● **TEXTE FOURNI**
-.-.-
DMA : les déclinaisons techniques du texte juridique

08.01.2023

Gestion d'entreprise

La Commission européenne travaille actuellement à l’interprétation pratique, et surtout technique, des règles fixées par le Digital Market Act (DMA). Une étape-clé pour l’efficience de cette nouvelle règlementation antitrust.

Petit à petit, le DMA fait son chemin. Entré en vigueur le 1er novembre 2022, ce nouveau cadre antitrust européen sera progressivement applicable à partir de mai 2023. Il constitue la première grande initiative pour réguler, en sus des règles du droit de la concurrence, la position ultra dominante des géants du numérique qui contrôlent l’accès (gatekeepers) à certains services en ligne (moteurs de recherche, places de marché, réseaux sociaux, etc.). Objectif : limiter les pratiques restrictives de concurrence afin de rétablir une concurrence plus ouverte entre les méta-plateformes et les autres acteurs sur le marché européen, et ainsi favoriser l’innovation et l’émergence de plateformes européennes.
-.-.-
● **EXERCICE COURT 1**
Recopiez mot pour mot le passage du texte sur le DMA qui commence à « La Commission européenne » et se termine à « nouvelle règlementation antitrust. ».
● **EXERCICE COURT 2**
Prolongez le texte sur le DMA au-delà de sa dernière phrase.
Les enregistrements proviennent d'une autre source.
-.-.-
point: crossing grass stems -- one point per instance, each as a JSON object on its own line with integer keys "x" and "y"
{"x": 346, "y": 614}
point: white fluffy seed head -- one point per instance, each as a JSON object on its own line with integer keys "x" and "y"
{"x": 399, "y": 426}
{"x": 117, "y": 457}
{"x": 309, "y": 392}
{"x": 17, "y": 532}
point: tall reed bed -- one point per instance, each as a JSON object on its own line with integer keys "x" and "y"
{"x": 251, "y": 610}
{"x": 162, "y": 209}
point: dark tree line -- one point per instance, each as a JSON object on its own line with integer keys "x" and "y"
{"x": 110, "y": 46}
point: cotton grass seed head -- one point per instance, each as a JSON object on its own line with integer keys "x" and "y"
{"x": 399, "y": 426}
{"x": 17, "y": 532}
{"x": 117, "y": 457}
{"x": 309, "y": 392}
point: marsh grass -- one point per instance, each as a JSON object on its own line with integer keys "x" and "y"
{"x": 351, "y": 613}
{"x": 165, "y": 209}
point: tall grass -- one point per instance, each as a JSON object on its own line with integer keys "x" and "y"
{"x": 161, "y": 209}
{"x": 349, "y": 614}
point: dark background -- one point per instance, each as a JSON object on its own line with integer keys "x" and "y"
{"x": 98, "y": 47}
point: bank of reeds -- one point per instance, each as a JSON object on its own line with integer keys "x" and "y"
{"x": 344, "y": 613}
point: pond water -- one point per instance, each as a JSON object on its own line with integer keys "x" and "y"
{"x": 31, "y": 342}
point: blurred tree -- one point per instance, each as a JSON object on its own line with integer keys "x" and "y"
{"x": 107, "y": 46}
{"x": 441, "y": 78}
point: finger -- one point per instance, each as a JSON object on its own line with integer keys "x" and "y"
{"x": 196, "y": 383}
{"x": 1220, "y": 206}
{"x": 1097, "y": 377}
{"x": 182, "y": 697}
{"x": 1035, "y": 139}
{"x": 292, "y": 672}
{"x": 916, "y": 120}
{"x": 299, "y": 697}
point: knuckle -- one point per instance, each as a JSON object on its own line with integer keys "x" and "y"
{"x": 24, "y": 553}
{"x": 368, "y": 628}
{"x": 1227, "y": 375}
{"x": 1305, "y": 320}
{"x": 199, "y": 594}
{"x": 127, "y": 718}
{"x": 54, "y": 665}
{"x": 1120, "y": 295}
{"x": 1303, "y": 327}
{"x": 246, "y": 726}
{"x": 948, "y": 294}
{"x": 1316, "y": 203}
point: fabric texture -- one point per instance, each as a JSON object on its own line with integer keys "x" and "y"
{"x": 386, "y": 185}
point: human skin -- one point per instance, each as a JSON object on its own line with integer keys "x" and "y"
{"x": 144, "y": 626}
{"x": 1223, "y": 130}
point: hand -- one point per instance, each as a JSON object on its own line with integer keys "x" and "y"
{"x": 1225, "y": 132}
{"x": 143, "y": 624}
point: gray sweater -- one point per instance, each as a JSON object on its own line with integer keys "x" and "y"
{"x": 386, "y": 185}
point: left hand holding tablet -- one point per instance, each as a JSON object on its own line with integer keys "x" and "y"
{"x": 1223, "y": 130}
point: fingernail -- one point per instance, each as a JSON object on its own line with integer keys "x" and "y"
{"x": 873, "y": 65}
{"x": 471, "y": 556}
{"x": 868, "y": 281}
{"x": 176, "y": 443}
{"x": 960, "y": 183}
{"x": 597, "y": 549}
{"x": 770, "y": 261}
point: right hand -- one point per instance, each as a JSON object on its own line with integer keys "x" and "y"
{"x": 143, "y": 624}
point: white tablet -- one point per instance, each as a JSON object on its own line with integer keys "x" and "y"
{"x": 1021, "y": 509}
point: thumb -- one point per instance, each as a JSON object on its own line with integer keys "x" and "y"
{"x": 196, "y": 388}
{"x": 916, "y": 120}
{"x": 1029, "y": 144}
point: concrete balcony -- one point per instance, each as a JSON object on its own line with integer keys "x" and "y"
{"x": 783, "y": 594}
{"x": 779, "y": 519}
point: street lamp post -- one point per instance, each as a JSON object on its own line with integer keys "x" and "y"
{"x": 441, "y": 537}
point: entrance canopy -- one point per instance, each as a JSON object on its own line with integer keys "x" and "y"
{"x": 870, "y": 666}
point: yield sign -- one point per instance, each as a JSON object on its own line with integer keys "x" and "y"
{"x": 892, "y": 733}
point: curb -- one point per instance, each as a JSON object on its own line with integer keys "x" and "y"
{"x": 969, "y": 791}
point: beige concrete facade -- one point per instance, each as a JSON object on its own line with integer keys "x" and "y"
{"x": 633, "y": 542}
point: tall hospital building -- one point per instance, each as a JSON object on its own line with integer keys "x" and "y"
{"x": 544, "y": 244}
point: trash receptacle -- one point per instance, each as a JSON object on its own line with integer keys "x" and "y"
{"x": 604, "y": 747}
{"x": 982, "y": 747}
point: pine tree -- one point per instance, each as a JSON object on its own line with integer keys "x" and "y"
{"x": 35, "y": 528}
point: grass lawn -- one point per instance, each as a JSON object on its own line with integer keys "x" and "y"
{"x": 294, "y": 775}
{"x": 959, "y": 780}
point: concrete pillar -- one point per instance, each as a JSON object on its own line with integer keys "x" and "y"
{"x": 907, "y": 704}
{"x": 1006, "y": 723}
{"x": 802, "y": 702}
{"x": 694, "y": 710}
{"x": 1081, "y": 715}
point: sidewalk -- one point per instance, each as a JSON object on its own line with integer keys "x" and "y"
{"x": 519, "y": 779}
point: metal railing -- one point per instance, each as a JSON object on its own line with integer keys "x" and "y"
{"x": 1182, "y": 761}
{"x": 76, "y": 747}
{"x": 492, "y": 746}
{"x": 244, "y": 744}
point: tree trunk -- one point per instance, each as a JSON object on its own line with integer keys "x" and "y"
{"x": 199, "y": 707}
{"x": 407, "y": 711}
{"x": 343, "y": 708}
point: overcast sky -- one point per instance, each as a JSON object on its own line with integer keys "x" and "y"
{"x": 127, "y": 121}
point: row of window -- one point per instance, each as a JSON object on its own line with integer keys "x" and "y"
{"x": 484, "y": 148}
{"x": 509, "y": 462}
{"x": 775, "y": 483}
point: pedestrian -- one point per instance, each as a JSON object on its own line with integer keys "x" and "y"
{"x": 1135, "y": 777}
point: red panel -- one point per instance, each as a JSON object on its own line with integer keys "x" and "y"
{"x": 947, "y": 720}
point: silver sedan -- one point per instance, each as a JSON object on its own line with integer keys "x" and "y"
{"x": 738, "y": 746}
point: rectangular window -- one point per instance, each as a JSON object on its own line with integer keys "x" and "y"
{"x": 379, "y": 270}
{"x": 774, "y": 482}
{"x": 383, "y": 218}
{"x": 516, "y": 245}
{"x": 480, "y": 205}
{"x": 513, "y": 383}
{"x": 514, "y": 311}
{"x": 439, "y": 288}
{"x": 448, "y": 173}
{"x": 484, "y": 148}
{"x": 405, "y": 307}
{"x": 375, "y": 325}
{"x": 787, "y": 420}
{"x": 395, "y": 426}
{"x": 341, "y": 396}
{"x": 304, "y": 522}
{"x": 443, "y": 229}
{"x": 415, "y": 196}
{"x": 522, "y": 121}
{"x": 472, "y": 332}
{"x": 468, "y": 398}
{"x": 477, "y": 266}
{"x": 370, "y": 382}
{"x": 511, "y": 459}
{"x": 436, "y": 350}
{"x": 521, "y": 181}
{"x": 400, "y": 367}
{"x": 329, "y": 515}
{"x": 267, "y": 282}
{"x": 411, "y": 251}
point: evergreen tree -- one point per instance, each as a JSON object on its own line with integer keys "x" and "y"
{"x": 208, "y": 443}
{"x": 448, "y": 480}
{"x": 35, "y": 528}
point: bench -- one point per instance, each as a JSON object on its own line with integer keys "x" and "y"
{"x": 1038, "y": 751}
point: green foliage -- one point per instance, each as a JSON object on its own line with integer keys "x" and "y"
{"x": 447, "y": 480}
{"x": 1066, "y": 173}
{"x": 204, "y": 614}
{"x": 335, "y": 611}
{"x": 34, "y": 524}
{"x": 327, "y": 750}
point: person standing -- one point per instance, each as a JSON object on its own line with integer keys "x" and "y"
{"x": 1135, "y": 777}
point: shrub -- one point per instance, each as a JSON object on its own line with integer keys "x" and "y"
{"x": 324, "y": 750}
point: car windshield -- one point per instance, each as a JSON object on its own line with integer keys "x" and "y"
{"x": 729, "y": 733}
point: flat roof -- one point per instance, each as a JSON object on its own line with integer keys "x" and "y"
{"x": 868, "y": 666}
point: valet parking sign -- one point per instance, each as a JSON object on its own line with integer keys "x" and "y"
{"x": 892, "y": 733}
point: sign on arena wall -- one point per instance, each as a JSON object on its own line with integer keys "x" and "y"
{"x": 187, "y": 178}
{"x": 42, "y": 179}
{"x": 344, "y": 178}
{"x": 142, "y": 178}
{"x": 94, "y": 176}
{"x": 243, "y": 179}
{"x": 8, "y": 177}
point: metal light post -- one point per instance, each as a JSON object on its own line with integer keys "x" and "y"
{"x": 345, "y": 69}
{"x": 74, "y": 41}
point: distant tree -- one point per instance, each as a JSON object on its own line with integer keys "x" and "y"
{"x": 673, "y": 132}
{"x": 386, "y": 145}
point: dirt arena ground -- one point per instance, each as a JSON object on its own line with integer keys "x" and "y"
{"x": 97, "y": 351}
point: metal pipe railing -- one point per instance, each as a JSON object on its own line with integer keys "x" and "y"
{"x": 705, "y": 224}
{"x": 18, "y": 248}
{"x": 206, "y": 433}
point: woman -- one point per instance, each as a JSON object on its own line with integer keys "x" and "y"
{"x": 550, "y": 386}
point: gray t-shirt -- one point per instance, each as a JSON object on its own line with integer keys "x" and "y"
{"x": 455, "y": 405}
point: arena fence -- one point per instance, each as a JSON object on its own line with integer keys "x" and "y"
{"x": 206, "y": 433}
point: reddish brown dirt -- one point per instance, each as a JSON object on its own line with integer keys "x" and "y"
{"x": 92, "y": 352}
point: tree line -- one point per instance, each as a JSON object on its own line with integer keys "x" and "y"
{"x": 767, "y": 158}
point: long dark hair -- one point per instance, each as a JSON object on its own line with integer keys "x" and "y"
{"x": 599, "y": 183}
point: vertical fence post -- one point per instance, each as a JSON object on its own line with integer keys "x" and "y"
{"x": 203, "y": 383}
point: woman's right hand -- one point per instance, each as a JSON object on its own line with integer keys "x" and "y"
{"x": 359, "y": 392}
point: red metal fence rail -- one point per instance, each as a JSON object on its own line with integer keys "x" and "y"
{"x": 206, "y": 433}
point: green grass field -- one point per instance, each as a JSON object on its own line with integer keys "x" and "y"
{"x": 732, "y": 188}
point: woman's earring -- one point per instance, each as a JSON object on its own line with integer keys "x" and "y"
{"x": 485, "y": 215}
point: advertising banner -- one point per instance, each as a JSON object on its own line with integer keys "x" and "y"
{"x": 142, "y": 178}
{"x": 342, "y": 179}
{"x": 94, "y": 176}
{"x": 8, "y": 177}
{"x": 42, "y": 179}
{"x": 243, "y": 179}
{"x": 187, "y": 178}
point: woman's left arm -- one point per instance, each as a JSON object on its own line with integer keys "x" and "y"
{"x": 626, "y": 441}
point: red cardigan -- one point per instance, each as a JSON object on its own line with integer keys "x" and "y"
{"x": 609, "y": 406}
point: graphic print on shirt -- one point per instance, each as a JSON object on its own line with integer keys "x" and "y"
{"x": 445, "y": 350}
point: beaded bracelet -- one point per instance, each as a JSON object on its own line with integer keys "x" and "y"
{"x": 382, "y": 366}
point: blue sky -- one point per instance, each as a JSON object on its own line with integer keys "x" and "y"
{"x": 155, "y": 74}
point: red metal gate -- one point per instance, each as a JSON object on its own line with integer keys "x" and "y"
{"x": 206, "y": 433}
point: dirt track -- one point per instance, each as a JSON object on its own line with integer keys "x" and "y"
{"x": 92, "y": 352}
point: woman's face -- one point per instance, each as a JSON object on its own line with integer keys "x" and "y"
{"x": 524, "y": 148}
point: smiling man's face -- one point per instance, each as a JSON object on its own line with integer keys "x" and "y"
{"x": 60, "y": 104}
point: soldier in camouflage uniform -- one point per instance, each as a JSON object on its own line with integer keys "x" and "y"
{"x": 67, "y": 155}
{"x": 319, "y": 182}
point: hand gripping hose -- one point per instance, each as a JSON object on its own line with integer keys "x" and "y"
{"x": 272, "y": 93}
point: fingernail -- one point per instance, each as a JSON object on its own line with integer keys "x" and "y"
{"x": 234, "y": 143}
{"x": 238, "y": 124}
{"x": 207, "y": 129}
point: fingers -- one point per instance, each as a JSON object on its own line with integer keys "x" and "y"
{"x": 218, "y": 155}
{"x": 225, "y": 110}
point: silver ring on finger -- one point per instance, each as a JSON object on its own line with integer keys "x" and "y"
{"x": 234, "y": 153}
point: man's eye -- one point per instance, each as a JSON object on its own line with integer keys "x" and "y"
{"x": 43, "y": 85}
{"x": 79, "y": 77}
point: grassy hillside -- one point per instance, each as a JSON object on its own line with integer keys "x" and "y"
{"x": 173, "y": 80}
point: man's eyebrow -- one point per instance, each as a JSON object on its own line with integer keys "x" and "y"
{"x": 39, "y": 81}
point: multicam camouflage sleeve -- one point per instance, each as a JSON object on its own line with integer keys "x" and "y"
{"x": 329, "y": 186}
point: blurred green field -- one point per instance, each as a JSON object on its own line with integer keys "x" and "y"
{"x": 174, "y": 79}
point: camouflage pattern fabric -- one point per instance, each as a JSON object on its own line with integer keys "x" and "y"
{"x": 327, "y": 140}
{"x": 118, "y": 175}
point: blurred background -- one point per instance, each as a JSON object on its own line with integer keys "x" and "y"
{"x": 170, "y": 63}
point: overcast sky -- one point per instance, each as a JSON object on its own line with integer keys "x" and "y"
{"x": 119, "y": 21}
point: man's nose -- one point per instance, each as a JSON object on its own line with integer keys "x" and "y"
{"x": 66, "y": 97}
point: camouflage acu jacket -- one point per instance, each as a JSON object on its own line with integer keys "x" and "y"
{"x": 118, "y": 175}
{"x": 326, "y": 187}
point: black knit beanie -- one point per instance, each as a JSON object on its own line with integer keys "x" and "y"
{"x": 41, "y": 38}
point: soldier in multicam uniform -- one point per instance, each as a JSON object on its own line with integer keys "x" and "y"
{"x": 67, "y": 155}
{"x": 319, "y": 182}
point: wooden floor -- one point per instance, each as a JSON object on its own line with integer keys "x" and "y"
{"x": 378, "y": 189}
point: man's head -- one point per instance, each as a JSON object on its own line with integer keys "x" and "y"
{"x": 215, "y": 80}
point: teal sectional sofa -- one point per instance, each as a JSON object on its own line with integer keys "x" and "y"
-.-.-
● **RÉPONSE ÉCRITE 1**
La Commission européenne travaille actuellement à l’interprétation pratique, et surtout technique, des règles fixées par le Digital Market Act (DMA). Une étape-clé pour l’efficience de cette nouvelle règlementation antitrust.

● **RÉPONSE ÉCRITE 2**
Un processus collaboratif pour élaborer le règlement d’application

Adopté avec une très grande rapidité pour un texte de cette ampleur (2 ans contre 8 ans pour le RGPD), le DMA impose aux méta-plateformes toute une série d’obligations et d’interdictions qu’il convient encore de traduire sur le plan technique. Pour ce faire, la Commission européenne conduit actuellement un large processus de consultation pour définir les modalités d’application pratiques de mise en œuvre des règles fixées par le texte.

Cette démarche collaborative s’appuie notamment sur des workshops et des consultations publiques. Le premier atelier a eu lieu le 5 décembre dernier sur le thème de l’auto-préférence (le fait pour un acteur de favoriser ses propres services et produits). D’autres ateliers thématiques sont prévus en 2023. La première consultation publique a été lancée mi-décembre pour une durée d’un mois. Elle vise plus particulièrement les aspects procéduraux liés à l’application du DMA, tels que le droit des parties d’être entendues et d’accéder au dossier, ainsi que les éléments figurant dans les formulaires de notification.

Les forces et faiblesses de la nouvelle législation

« Le DMA est un texte révolutionnaire dans la mesure où il impose des règles ex-ante à des acteurs du numérique qui vont devoir les intégrer sous peine de sanctions. Cela a déjà été fait dans le secteur des télécoms mais pas dans le numérique », souligne Laurent Godfroid, avocat spécialisé en droit de la concurrence et associé du cabinet Gide à Bruxelles.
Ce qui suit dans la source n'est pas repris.